━━ Trecho citado

|
Texto Anterior | Próximo Texto | Índice
RESENHA
Obra resgata incompreendidos
especial para a Folha
Ipanema tem 1,67 quilômetro
quadrado, é menor que Mônaco
e, segundo Ruy Castro, "mudou o
jeito de o brasileiro escrever, falar,
vestir-se (ou despir-se) e, talvez,
até de pensar". Escrever isso logo
na introdução de "Ela É Carioca"
pode parecer uma provocação e
levar o leitorado à posição de desafiador: prove então.
Descobre-se que há uma sequência em ordem alfabética de
verbetes. Sempre desconfiei que o
inventor da ordem alfabética foi
um indeciso que tinha dúvidas de
quem era mais importante citar
primeiro. É o recurso para não se
cometer injustiças.
A sorte de Ruy Castro é que Albino Pinheiro, fundador da Banda de Ipanema, vem logo no começo. E já no terceiro verbete, o
de Álvaro Alvim, um dos primeiros moradores do bairro, descobre-se que Ipanema, em 1915, era
um ambiente mais salubre. Verbetes depois, na casa do escritor
Aníbal Machado, "o primeiro anfitrião de Ipanema", estiveram
Pablo Neruda e Albert Camus.

━━━━

• Tarefas escritas:
A. Transcreva da resenha de "Ela É Carioca" o trecho entre "Descobre-se que há" e "cometer injustiças.", inclusive.
B. Responda com base na resenha de "Ela É Carioca":
(i) Qual é a área de Ipanema?
(ii) Quem fundou a Banda de Ipanema?
(iii) Quem esteve na casa de Aníbal Machado?
C. Prossiga com a resenha de "Ela É Carioca" a partir da última frase mostrada.

━━ Seção de dados

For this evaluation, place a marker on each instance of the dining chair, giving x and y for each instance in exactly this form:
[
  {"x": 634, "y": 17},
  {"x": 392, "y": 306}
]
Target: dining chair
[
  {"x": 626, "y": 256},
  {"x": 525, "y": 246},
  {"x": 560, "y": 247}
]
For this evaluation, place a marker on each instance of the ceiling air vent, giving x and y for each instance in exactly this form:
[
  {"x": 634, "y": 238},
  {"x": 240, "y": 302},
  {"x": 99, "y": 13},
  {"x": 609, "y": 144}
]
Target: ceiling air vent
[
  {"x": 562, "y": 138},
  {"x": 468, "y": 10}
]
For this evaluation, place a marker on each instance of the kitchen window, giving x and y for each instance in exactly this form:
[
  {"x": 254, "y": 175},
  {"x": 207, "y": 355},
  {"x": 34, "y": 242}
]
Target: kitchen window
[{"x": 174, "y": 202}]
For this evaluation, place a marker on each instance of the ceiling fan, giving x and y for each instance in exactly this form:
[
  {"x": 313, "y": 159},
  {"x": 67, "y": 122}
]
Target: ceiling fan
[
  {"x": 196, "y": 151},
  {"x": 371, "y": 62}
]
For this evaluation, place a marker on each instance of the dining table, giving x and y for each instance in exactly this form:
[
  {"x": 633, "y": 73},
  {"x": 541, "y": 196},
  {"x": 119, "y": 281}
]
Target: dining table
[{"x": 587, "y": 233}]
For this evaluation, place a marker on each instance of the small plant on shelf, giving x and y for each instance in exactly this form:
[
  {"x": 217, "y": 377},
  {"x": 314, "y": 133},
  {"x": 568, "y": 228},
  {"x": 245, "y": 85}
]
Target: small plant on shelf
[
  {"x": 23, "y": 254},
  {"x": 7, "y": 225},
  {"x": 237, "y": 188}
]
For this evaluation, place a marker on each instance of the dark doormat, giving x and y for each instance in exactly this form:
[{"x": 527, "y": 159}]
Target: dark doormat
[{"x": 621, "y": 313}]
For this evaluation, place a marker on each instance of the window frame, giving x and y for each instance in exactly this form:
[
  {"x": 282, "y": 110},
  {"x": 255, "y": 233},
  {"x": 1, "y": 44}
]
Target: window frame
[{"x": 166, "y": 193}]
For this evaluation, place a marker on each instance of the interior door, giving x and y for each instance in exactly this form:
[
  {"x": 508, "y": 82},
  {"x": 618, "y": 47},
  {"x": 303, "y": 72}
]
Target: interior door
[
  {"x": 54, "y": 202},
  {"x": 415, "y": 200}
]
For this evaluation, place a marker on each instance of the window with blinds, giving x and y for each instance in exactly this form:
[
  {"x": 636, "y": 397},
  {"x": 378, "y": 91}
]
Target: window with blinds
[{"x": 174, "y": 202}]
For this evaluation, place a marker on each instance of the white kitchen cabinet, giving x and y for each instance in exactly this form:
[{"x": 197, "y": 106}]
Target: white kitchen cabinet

━━━━

• Respostas por tarefa:
A.
Descobre-se que há uma sequência em ordem alfabética de
verbetes. Sempre desconfiei que o
inventor da ordem alfabética foi
um indeciso que tinha dúvidas de
quem era mais importante citar
primeiro. É o recurso para não se
cometer injustiças.

B.
(i) 1,67 quilômetro quadrado.
(ii) Albino Pinheiro.
(iii) Pablo Neruda e Albert Camus.

C.
Isadora Duncan dançou nua, na
praia, em 1915, quando Ipanema
era um areal. As moças do Arpoador, como Ira Etz e Liliane Lacerda, eram exuberantes, insolentes,
liam clássicos, estudavam teatro e
ouviam jazz. "Havia um ar de
"Doce Vida" de Fellini; ao nascer
do sol, iam todos tomar champanhe na praia", descreve o autor,
num dos verbetes.
Tom Jobim era o paradigma do
bairro. Foi na Ipanema dos anos
30, época em que a Lagoa era rica
em pássaros e peixes, que Jobim
cresceu. Havia pescadores e arrastão (de rede de peixe). "Que saco,
é daqueles livros que não dá para
largar, e tenho de acordar cedo
amanhã", reclamará o leitor. Tinha. Há toques de humor: "(Ivan
Lessa) Fez crítica de teatro em jornais, mas os empregos só duraram até o editor do "Segundo Caderno" decidir que, depois de seis
meses criticando peças, já estava
na hora de Ivan começar a assistir
a elas".
É revelador quando lembra que
Leila Diniz não era pioneira, mas
resultado de uma linhagem que,
nos anos 40 e 50, quebrou tabus.
Só Leila poderia ter dito: "Sim, eu
dou pra todo mundo, mas não
dou pra qualquer um".
É generoso com Gerald Thomas, "...um homem brilhante,
com obsessões de primeiro mundo e, se gasta seu latim e seu alemão no Brasil, é porque vê em
nossa bagunça uma fonte criadora que nós não percebemos".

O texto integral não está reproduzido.